*Exercise details:*
Search the records for the line with "Would you please tag the greenhouse". Output that line and each line after it, exactly, and stop at the end; omit pictures.
|---|
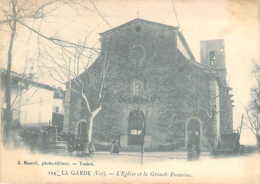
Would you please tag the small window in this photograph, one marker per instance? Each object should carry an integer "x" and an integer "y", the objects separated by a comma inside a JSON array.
[
  {"x": 137, "y": 28},
  {"x": 57, "y": 109},
  {"x": 138, "y": 88},
  {"x": 212, "y": 57},
  {"x": 136, "y": 132}
]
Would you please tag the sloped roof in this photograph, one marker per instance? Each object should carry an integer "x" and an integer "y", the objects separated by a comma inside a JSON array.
[{"x": 138, "y": 20}]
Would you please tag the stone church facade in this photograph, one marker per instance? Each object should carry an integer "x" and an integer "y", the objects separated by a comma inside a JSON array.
[{"x": 153, "y": 72}]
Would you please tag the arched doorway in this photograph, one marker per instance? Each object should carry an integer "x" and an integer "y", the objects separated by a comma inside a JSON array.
[
  {"x": 136, "y": 127},
  {"x": 81, "y": 135},
  {"x": 193, "y": 131}
]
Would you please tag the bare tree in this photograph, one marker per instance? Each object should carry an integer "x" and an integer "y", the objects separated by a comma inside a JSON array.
[
  {"x": 253, "y": 110},
  {"x": 17, "y": 12},
  {"x": 72, "y": 71}
]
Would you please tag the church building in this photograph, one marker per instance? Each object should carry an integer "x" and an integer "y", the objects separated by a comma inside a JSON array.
[{"x": 153, "y": 78}]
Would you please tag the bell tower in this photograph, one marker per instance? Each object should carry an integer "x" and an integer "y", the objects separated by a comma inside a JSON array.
[{"x": 212, "y": 53}]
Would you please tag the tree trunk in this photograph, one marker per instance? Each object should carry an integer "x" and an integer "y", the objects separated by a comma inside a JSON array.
[
  {"x": 8, "y": 110},
  {"x": 258, "y": 142},
  {"x": 90, "y": 130}
]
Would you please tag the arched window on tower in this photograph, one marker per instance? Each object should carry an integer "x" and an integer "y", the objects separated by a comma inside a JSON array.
[
  {"x": 212, "y": 58},
  {"x": 138, "y": 88}
]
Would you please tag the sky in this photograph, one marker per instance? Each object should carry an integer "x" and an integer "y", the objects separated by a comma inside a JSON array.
[{"x": 235, "y": 21}]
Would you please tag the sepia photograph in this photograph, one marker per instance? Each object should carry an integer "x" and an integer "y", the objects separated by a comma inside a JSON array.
[{"x": 120, "y": 91}]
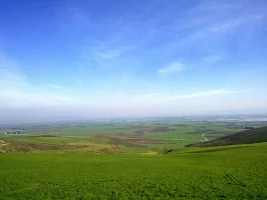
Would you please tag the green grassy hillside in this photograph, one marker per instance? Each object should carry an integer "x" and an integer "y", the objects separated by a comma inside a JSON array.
[
  {"x": 243, "y": 137},
  {"x": 228, "y": 172}
]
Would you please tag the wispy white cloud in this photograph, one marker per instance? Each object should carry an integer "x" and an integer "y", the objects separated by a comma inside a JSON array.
[
  {"x": 58, "y": 87},
  {"x": 211, "y": 59},
  {"x": 172, "y": 68},
  {"x": 110, "y": 54}
]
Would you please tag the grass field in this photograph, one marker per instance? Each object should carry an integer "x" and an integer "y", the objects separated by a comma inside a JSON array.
[
  {"x": 129, "y": 161},
  {"x": 232, "y": 172}
]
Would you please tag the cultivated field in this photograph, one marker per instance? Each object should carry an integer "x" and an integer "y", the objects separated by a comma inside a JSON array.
[
  {"x": 131, "y": 160},
  {"x": 232, "y": 172}
]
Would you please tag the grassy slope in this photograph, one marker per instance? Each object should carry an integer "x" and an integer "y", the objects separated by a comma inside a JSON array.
[
  {"x": 232, "y": 172},
  {"x": 244, "y": 137}
]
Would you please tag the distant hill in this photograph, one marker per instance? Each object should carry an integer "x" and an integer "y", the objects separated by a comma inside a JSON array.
[{"x": 245, "y": 137}]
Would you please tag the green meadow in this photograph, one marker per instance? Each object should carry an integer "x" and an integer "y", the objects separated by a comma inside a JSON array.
[
  {"x": 232, "y": 172},
  {"x": 131, "y": 160}
]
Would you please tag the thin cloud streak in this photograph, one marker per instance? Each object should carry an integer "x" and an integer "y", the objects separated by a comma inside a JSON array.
[{"x": 172, "y": 68}]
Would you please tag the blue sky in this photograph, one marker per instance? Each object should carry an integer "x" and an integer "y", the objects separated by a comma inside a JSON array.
[{"x": 122, "y": 58}]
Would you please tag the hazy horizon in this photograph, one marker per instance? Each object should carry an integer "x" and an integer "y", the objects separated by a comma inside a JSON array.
[{"x": 100, "y": 59}]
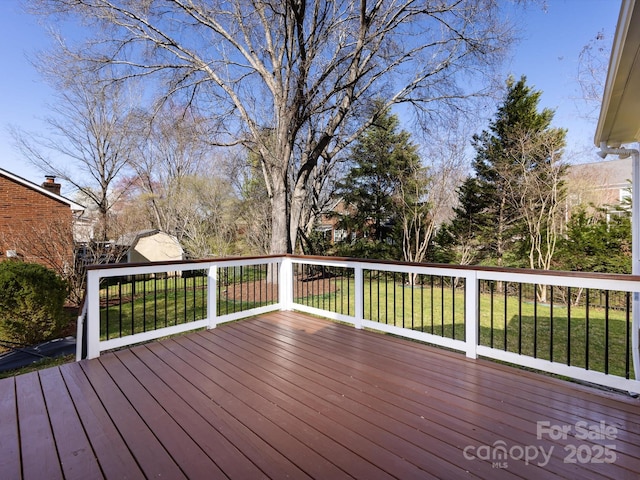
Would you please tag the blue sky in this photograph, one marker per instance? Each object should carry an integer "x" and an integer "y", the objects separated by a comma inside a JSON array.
[{"x": 547, "y": 54}]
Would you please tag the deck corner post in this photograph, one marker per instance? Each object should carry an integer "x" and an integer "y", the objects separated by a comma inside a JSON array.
[
  {"x": 212, "y": 298},
  {"x": 92, "y": 320},
  {"x": 285, "y": 284},
  {"x": 359, "y": 295},
  {"x": 472, "y": 317}
]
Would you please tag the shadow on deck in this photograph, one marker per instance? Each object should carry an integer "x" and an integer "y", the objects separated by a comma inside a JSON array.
[{"x": 286, "y": 395}]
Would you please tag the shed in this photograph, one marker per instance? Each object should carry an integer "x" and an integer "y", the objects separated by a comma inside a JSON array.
[{"x": 151, "y": 246}]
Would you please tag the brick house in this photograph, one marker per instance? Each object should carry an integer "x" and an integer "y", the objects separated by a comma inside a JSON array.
[{"x": 36, "y": 222}]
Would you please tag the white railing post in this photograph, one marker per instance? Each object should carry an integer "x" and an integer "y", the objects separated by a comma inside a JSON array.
[
  {"x": 359, "y": 296},
  {"x": 92, "y": 320},
  {"x": 212, "y": 296},
  {"x": 285, "y": 284},
  {"x": 471, "y": 318}
]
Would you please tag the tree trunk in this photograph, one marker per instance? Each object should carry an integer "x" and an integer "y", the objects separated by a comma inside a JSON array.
[{"x": 280, "y": 243}]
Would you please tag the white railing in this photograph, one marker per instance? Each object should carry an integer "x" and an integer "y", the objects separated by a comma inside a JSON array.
[{"x": 295, "y": 288}]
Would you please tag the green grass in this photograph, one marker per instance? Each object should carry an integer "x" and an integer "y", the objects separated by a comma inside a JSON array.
[
  {"x": 144, "y": 305},
  {"x": 505, "y": 322},
  {"x": 441, "y": 312}
]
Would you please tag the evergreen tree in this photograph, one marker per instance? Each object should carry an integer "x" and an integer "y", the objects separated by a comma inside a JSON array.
[
  {"x": 382, "y": 159},
  {"x": 508, "y": 209}
]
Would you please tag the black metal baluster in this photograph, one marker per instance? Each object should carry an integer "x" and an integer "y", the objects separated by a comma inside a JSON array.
[
  {"x": 568, "y": 325},
  {"x": 627, "y": 336},
  {"x": 535, "y": 321},
  {"x": 506, "y": 326},
  {"x": 120, "y": 305},
  {"x": 586, "y": 332},
  {"x": 106, "y": 313},
  {"x": 606, "y": 332},
  {"x": 433, "y": 313},
  {"x": 519, "y": 318},
  {"x": 491, "y": 285}
]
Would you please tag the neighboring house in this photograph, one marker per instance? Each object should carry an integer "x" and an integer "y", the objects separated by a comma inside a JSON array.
[
  {"x": 599, "y": 183},
  {"x": 328, "y": 222},
  {"x": 36, "y": 222},
  {"x": 151, "y": 246}
]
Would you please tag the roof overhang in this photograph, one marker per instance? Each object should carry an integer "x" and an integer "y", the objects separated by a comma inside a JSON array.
[
  {"x": 619, "y": 120},
  {"x": 72, "y": 205}
]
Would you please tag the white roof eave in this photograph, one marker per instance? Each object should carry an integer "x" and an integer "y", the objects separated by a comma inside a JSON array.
[{"x": 619, "y": 120}]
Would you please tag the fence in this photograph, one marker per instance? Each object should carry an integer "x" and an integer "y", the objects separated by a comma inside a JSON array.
[{"x": 575, "y": 325}]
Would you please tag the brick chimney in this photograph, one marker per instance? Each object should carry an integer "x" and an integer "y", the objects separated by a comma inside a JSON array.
[{"x": 51, "y": 185}]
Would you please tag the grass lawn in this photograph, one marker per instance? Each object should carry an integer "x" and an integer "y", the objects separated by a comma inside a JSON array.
[{"x": 560, "y": 334}]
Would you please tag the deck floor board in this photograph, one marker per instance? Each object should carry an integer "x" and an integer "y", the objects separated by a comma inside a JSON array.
[{"x": 287, "y": 395}]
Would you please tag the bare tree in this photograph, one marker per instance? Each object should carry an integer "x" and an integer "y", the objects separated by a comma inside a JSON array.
[
  {"x": 170, "y": 149},
  {"x": 593, "y": 63},
  {"x": 304, "y": 70},
  {"x": 88, "y": 143},
  {"x": 536, "y": 188}
]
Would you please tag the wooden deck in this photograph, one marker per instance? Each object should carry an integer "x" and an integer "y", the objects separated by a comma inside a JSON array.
[{"x": 286, "y": 395}]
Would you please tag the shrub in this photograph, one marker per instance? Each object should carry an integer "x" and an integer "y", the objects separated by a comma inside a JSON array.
[{"x": 31, "y": 302}]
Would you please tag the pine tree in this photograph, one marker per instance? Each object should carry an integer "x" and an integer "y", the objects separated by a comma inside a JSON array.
[
  {"x": 508, "y": 209},
  {"x": 382, "y": 158}
]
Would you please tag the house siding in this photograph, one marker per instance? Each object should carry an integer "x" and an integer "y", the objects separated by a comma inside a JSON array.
[{"x": 27, "y": 217}]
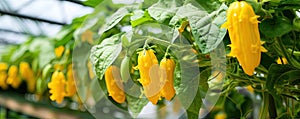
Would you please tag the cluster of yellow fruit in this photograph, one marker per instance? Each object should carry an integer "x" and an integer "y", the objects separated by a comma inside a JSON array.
[
  {"x": 60, "y": 86},
  {"x": 14, "y": 76},
  {"x": 157, "y": 80},
  {"x": 242, "y": 25}
]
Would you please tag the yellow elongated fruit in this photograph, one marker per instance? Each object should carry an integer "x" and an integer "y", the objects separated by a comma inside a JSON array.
[
  {"x": 3, "y": 76},
  {"x": 242, "y": 25},
  {"x": 168, "y": 65},
  {"x": 114, "y": 84},
  {"x": 125, "y": 68},
  {"x": 28, "y": 74},
  {"x": 70, "y": 84},
  {"x": 284, "y": 61},
  {"x": 149, "y": 75},
  {"x": 13, "y": 77},
  {"x": 59, "y": 51},
  {"x": 57, "y": 87},
  {"x": 3, "y": 66}
]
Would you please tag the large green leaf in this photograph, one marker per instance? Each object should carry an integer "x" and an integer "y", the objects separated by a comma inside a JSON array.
[
  {"x": 164, "y": 9},
  {"x": 44, "y": 48},
  {"x": 209, "y": 5},
  {"x": 270, "y": 27},
  {"x": 104, "y": 54},
  {"x": 92, "y": 3},
  {"x": 275, "y": 71},
  {"x": 205, "y": 27},
  {"x": 140, "y": 17},
  {"x": 136, "y": 104},
  {"x": 114, "y": 19}
]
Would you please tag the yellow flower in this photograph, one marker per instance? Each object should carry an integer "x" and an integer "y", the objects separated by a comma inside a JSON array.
[
  {"x": 70, "y": 84},
  {"x": 221, "y": 116},
  {"x": 168, "y": 65},
  {"x": 57, "y": 87},
  {"x": 28, "y": 74},
  {"x": 114, "y": 84},
  {"x": 58, "y": 67},
  {"x": 283, "y": 59},
  {"x": 3, "y": 77},
  {"x": 13, "y": 77},
  {"x": 149, "y": 75},
  {"x": 3, "y": 66},
  {"x": 242, "y": 25},
  {"x": 59, "y": 51}
]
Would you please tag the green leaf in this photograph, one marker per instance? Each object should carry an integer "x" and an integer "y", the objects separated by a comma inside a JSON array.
[
  {"x": 205, "y": 27},
  {"x": 140, "y": 17},
  {"x": 115, "y": 18},
  {"x": 19, "y": 53},
  {"x": 95, "y": 88},
  {"x": 136, "y": 104},
  {"x": 92, "y": 3},
  {"x": 275, "y": 71},
  {"x": 209, "y": 5},
  {"x": 270, "y": 27},
  {"x": 164, "y": 9},
  {"x": 46, "y": 54},
  {"x": 104, "y": 54}
]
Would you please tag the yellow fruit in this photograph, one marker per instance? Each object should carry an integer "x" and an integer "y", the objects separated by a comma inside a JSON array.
[
  {"x": 58, "y": 67},
  {"x": 3, "y": 66},
  {"x": 114, "y": 84},
  {"x": 57, "y": 87},
  {"x": 70, "y": 84},
  {"x": 90, "y": 70},
  {"x": 3, "y": 77},
  {"x": 13, "y": 78},
  {"x": 28, "y": 74},
  {"x": 149, "y": 75},
  {"x": 221, "y": 116},
  {"x": 242, "y": 25},
  {"x": 59, "y": 51},
  {"x": 168, "y": 65},
  {"x": 284, "y": 61}
]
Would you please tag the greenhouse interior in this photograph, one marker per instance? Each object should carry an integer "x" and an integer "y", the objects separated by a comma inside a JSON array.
[{"x": 158, "y": 59}]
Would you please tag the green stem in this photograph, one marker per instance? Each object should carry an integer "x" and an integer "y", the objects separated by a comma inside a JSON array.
[
  {"x": 293, "y": 52},
  {"x": 265, "y": 106},
  {"x": 288, "y": 58},
  {"x": 272, "y": 109}
]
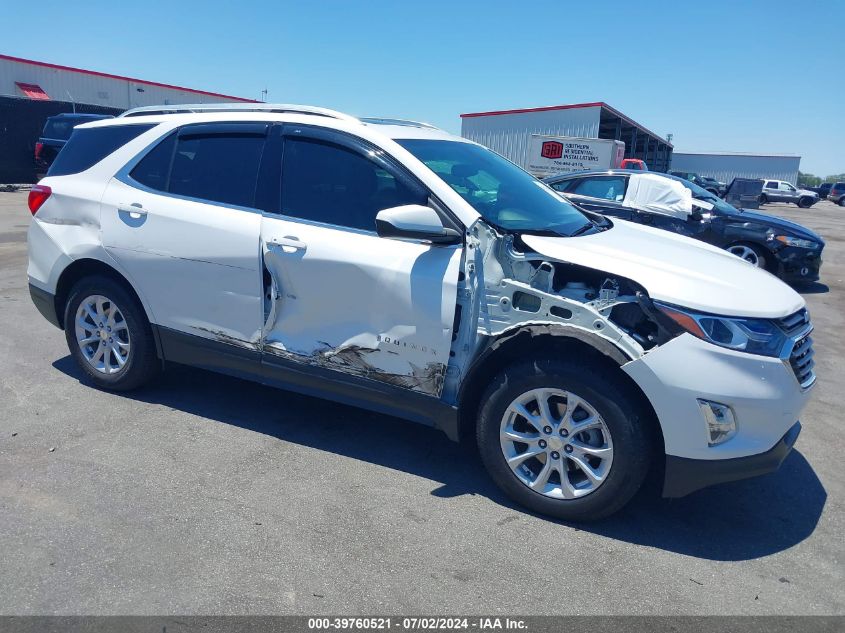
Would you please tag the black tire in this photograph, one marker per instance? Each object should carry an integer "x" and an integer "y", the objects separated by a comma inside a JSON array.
[
  {"x": 141, "y": 363},
  {"x": 630, "y": 432}
]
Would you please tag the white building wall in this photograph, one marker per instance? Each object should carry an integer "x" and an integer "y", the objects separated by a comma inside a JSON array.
[
  {"x": 510, "y": 134},
  {"x": 81, "y": 87},
  {"x": 725, "y": 166}
]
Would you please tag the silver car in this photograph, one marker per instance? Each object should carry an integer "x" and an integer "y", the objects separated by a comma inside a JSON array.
|---|
*Finished task:*
Would you please tag the greenhouse interior in this photograph, one marker per instance? Each object should carry an integer "x" and an integer "y", the objects separated by a comma inside a JSON array.
[{"x": 158, "y": 59}]
Would you please tag the green stem in this photograph, one marker per instance? Each object should carry an integer "x" and an integer "y", the objects separated by a comma inside a JSON array.
[
  {"x": 293, "y": 52},
  {"x": 265, "y": 106},
  {"x": 288, "y": 58},
  {"x": 272, "y": 109}
]
Would you please tag the black tire in this photograph, one marker per instance? Each object should carry an integer "x" and an integer "y", the objects separated by a comma inside a JSON array.
[
  {"x": 141, "y": 363},
  {"x": 630, "y": 432}
]
Would you please tag the white building wall in this photograph, one marker per instance? Each object should carry an integer "x" and an integer "y", the objects separated by a comma inside a JSON array.
[
  {"x": 510, "y": 134},
  {"x": 81, "y": 87},
  {"x": 725, "y": 166}
]
Would you please tag the silver car in this photograph, one marker per instance? Each object should carry an integer "x" and an integer "y", the objects separated by a comma inside a JSON array.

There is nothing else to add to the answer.